THE DATA:
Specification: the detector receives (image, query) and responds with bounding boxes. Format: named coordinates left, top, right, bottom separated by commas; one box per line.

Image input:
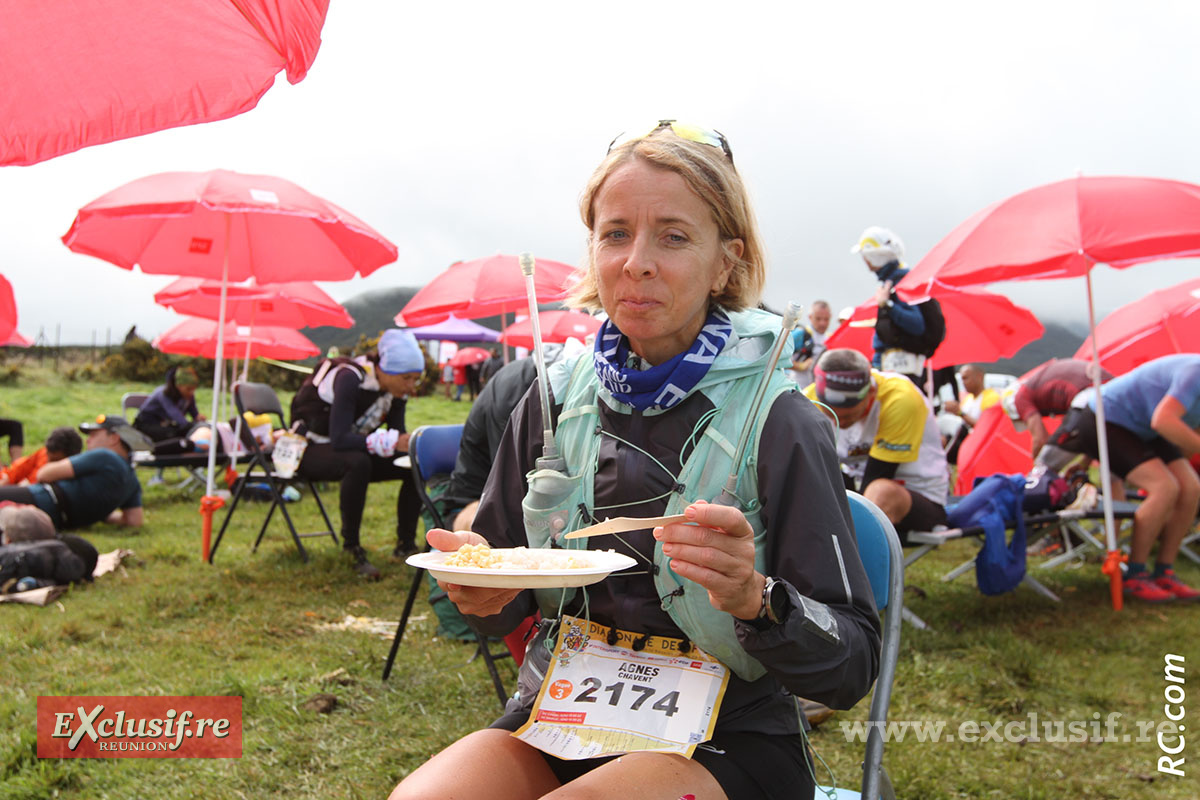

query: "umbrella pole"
left=201, top=214, right=231, bottom=562
left=502, top=311, right=510, bottom=364
left=1086, top=270, right=1123, bottom=610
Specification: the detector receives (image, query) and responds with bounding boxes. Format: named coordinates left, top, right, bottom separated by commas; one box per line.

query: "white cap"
left=851, top=226, right=905, bottom=269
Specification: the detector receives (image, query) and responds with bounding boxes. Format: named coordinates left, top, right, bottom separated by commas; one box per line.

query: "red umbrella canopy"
left=155, top=277, right=354, bottom=329
left=501, top=310, right=601, bottom=349
left=400, top=255, right=580, bottom=326
left=1, top=0, right=330, bottom=166
left=4, top=331, right=32, bottom=348
left=62, top=169, right=397, bottom=283
left=899, top=175, right=1200, bottom=296
left=1073, top=277, right=1200, bottom=375
left=154, top=318, right=319, bottom=361
left=0, top=275, right=17, bottom=345
left=823, top=287, right=1043, bottom=369
left=449, top=347, right=492, bottom=367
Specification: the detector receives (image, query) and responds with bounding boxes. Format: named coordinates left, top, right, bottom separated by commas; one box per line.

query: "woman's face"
left=591, top=159, right=740, bottom=365
left=378, top=370, right=422, bottom=399
left=178, top=383, right=197, bottom=400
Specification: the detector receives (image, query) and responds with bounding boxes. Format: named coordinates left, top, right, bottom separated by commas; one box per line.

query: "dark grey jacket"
left=469, top=377, right=881, bottom=736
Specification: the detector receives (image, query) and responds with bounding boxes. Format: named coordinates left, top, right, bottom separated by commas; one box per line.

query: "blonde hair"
left=568, top=128, right=766, bottom=313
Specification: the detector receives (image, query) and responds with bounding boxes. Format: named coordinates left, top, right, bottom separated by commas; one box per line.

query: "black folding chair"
left=208, top=382, right=336, bottom=564
left=381, top=424, right=511, bottom=706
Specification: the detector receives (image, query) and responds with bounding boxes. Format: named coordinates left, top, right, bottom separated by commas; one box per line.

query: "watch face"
left=767, top=580, right=789, bottom=624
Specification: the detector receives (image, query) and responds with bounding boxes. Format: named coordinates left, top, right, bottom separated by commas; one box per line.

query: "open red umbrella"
left=399, top=254, right=579, bottom=326
left=4, top=331, right=32, bottom=348
left=449, top=347, right=492, bottom=367
left=1073, top=277, right=1200, bottom=375
left=155, top=278, right=355, bottom=329
left=0, top=275, right=17, bottom=345
left=63, top=168, right=396, bottom=559
left=154, top=318, right=319, bottom=360
left=501, top=310, right=600, bottom=349
left=897, top=174, right=1200, bottom=609
left=1, top=0, right=330, bottom=166
left=824, top=286, right=1042, bottom=369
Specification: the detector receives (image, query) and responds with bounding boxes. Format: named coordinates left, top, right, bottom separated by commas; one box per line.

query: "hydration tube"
left=714, top=302, right=803, bottom=507
left=519, top=252, right=566, bottom=471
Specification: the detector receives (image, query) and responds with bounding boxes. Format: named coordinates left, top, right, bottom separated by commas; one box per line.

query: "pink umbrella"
left=501, top=310, right=601, bottom=350
left=63, top=168, right=395, bottom=558
left=399, top=254, right=579, bottom=326
left=449, top=347, right=492, bottom=367
left=0, top=275, right=17, bottom=344
left=1, top=0, right=330, bottom=166
left=1073, top=277, right=1200, bottom=375
left=824, top=287, right=1042, bottom=369
left=155, top=278, right=355, bottom=329
left=897, top=174, right=1200, bottom=609
left=154, top=318, right=319, bottom=361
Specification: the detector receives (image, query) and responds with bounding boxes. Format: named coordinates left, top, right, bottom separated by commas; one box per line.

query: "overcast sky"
left=4, top=1, right=1199, bottom=345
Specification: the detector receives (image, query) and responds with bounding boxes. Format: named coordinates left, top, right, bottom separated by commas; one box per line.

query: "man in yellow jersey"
left=942, top=363, right=1000, bottom=463
left=805, top=348, right=950, bottom=543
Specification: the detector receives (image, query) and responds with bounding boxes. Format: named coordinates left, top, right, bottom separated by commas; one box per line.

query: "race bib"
left=513, top=616, right=729, bottom=760
left=880, top=349, right=925, bottom=376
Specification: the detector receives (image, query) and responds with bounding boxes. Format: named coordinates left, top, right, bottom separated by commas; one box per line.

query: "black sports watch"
left=757, top=576, right=791, bottom=626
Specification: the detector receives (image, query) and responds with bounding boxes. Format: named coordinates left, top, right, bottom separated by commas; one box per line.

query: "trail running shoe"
left=1153, top=569, right=1200, bottom=602
left=1123, top=573, right=1174, bottom=603
left=346, top=546, right=381, bottom=581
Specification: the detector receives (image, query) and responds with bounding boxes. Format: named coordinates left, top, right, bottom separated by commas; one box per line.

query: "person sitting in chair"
left=134, top=365, right=205, bottom=444
left=291, top=329, right=426, bottom=580
left=805, top=348, right=950, bottom=543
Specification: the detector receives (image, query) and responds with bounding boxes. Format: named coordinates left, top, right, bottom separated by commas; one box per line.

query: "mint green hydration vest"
left=523, top=309, right=796, bottom=681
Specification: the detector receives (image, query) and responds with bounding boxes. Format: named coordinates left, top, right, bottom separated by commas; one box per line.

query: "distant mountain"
left=984, top=319, right=1089, bottom=376
left=302, top=286, right=511, bottom=357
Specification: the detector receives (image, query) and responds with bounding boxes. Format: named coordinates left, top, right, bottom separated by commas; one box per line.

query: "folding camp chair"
left=816, top=492, right=903, bottom=800
left=208, top=382, right=336, bottom=564
left=380, top=424, right=512, bottom=707
left=120, top=392, right=149, bottom=421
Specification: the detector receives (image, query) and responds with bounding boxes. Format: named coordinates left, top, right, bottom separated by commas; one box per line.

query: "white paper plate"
left=406, top=548, right=637, bottom=589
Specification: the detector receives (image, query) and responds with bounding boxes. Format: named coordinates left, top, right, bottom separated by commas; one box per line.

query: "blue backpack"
left=947, top=474, right=1027, bottom=596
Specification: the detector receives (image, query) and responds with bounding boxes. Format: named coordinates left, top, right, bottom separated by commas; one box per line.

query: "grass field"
left=1, top=361, right=1197, bottom=799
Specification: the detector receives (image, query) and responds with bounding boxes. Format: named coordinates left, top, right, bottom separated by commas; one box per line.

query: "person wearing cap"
left=290, top=329, right=426, bottom=579
left=850, top=226, right=943, bottom=390
left=133, top=365, right=206, bottom=445
left=1038, top=354, right=1200, bottom=603
left=804, top=348, right=950, bottom=541
left=999, top=358, right=1114, bottom=459
left=0, top=415, right=148, bottom=531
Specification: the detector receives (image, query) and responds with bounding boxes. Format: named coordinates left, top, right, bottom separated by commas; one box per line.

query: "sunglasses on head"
left=607, top=120, right=734, bottom=164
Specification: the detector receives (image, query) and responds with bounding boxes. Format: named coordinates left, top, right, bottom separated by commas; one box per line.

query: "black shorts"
left=490, top=712, right=814, bottom=800
left=896, top=489, right=947, bottom=542
left=1048, top=407, right=1182, bottom=478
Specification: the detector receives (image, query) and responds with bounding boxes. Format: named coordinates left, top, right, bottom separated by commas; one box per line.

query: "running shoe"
left=1123, top=573, right=1174, bottom=603
left=1153, top=569, right=1200, bottom=602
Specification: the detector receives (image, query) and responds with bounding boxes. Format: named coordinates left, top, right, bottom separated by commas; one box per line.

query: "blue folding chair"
left=817, top=492, right=904, bottom=800
left=381, top=425, right=511, bottom=705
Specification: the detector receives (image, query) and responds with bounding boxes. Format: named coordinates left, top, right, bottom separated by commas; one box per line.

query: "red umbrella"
left=449, top=347, right=492, bottom=367
left=1, top=0, right=330, bottom=166
left=4, top=331, right=32, bottom=348
left=399, top=254, right=580, bottom=326
left=824, top=287, right=1043, bottom=369
left=501, top=310, right=601, bottom=349
left=0, top=275, right=17, bottom=345
left=896, top=174, right=1200, bottom=609
left=63, top=168, right=395, bottom=558
left=154, top=318, right=319, bottom=361
left=155, top=278, right=355, bottom=329
left=1073, top=277, right=1200, bottom=375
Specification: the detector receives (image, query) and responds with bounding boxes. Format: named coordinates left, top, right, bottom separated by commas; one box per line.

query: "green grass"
left=2, top=361, right=1197, bottom=798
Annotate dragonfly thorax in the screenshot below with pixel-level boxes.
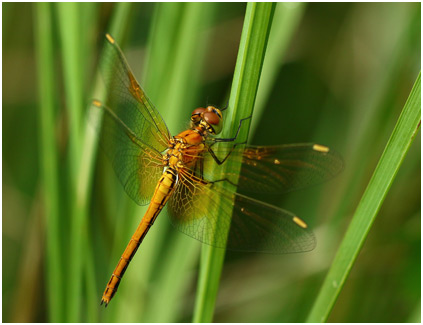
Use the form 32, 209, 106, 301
164, 135, 206, 170
191, 106, 223, 135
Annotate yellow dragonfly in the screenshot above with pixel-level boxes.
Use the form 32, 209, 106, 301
92, 34, 343, 306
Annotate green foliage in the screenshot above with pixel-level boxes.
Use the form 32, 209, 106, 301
3, 2, 420, 323
307, 73, 421, 322
34, 3, 63, 321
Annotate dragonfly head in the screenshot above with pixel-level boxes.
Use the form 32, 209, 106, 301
191, 106, 223, 135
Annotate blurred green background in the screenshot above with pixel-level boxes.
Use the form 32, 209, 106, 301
2, 2, 420, 323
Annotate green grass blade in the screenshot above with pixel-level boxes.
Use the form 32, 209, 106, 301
84, 246, 98, 322
306, 72, 421, 322
56, 3, 85, 321
77, 3, 99, 321
192, 3, 275, 322
408, 300, 421, 323
34, 3, 64, 322
77, 3, 133, 322
56, 3, 83, 165
143, 3, 185, 98
251, 2, 305, 135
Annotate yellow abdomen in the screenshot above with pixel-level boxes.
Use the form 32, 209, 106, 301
101, 168, 178, 306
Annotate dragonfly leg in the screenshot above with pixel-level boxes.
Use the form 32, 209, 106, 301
207, 140, 246, 166
220, 99, 229, 111
209, 177, 237, 187
214, 115, 252, 143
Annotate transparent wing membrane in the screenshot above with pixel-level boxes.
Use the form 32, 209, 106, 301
91, 34, 172, 206
198, 143, 343, 194
100, 34, 170, 152
168, 170, 316, 253
92, 34, 343, 252
92, 100, 164, 205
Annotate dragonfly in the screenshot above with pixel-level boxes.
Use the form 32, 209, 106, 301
92, 34, 343, 307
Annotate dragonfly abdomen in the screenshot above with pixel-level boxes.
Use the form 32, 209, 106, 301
101, 168, 178, 306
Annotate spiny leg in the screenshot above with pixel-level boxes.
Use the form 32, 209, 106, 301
214, 115, 252, 143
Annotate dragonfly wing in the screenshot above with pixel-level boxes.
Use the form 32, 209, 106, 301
99, 34, 170, 152
93, 100, 165, 206
167, 170, 316, 253
199, 143, 343, 194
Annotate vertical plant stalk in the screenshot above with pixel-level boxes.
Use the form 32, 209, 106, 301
192, 3, 275, 322
76, 3, 98, 322
54, 2, 133, 321
56, 3, 85, 321
77, 3, 133, 322
143, 3, 185, 99
306, 72, 421, 322
34, 3, 64, 322
56, 3, 83, 168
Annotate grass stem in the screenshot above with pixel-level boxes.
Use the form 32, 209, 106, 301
192, 3, 275, 322
306, 72, 421, 322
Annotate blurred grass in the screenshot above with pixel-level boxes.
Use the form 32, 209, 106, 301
2, 2, 421, 323
56, 3, 85, 321
82, 4, 134, 322
34, 3, 63, 321
251, 2, 305, 135
307, 72, 421, 322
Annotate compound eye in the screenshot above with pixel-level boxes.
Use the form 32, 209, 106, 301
203, 111, 220, 126
204, 111, 223, 134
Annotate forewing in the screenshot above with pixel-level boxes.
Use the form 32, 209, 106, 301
167, 170, 316, 253
100, 34, 170, 152
198, 142, 343, 194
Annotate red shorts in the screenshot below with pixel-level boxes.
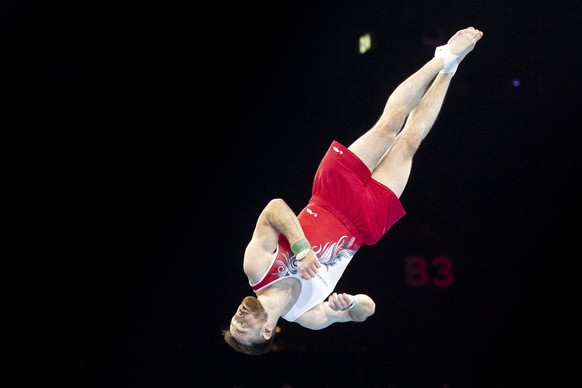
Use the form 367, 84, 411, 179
309, 141, 406, 245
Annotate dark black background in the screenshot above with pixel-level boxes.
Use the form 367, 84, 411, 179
5, 1, 581, 387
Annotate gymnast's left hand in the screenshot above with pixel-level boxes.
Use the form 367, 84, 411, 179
297, 250, 321, 280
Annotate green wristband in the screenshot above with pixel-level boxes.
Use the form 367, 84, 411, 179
291, 238, 311, 256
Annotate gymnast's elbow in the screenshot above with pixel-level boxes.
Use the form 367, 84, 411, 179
349, 294, 376, 322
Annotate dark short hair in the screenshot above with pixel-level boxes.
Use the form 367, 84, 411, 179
222, 329, 275, 355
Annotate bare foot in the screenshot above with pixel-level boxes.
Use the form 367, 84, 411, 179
448, 27, 484, 62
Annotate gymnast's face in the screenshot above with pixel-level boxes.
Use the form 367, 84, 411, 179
230, 296, 269, 346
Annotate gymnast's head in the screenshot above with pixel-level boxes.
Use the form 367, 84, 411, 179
222, 296, 275, 355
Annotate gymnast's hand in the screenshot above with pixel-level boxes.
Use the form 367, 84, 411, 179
327, 292, 354, 311
297, 249, 321, 280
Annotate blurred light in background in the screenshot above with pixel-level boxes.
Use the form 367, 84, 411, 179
359, 32, 373, 54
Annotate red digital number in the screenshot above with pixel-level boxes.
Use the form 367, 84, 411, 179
404, 255, 454, 288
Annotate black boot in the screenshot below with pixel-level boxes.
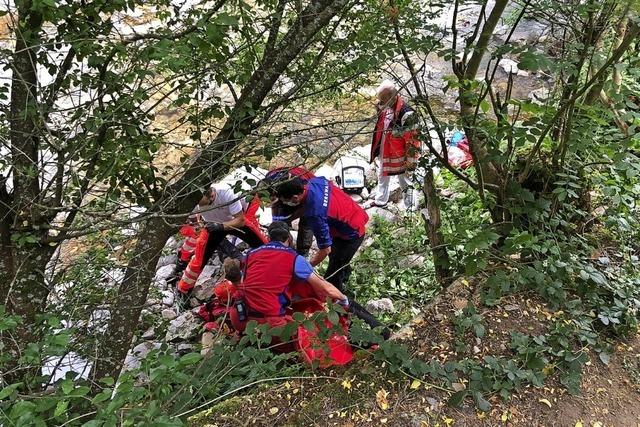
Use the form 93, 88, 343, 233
348, 300, 391, 340
168, 260, 188, 288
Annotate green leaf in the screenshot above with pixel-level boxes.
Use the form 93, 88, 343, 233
67, 386, 90, 398
302, 320, 316, 332
466, 230, 500, 252
180, 352, 202, 365
447, 390, 468, 407
100, 377, 115, 386
0, 382, 22, 400
473, 391, 491, 412
60, 380, 74, 395
91, 390, 112, 405
54, 400, 69, 418
327, 310, 339, 325
216, 13, 239, 26
473, 323, 485, 338
598, 352, 611, 365
518, 50, 551, 72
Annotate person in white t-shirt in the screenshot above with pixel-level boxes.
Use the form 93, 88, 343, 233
174, 184, 266, 295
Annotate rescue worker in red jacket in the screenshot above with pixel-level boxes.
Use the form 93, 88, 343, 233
239, 222, 348, 351
366, 80, 420, 210
262, 166, 315, 256
275, 176, 368, 291
274, 177, 389, 335
172, 183, 267, 296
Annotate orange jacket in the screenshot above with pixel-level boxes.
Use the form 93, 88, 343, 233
370, 97, 420, 176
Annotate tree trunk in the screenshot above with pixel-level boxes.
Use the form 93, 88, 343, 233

YOUR INSTRUCTIONS: What is needed is an exact copy of the lines above, from the one holding "Annotate blurred grass" down to the one holding "Annotate gymnast's left", with those two included and the pictures left out.

ANSWER SECTION:
Annotate blurred grass in the screenshot above with pixel-level boxes.
Use the form 32, 209, 106, 301
2, 2, 421, 323
56, 3, 85, 321
82, 4, 134, 322
34, 3, 63, 321
251, 2, 305, 135
307, 72, 421, 322
Annotate compound eye in the screenshot above with pixel-level boxes.
Use the form 32, 209, 106, 301
203, 111, 220, 126
204, 111, 223, 134
Annotate forewing in the screenshot above with pixel-level boxes.
Use the form 32, 209, 106, 301
167, 170, 316, 253
100, 34, 170, 152
198, 142, 343, 194
Annotate red shorts in the screenshot below with pixel-level boxes.
Use the form 367, 84, 411, 179
309, 141, 406, 245
Annotate dark black background in the screenshot above with pixel-level boxes.
Use the form 367, 84, 411, 179
5, 1, 581, 387
Annotate gymnast's left hand in the screenshot above with pixel-level boxes.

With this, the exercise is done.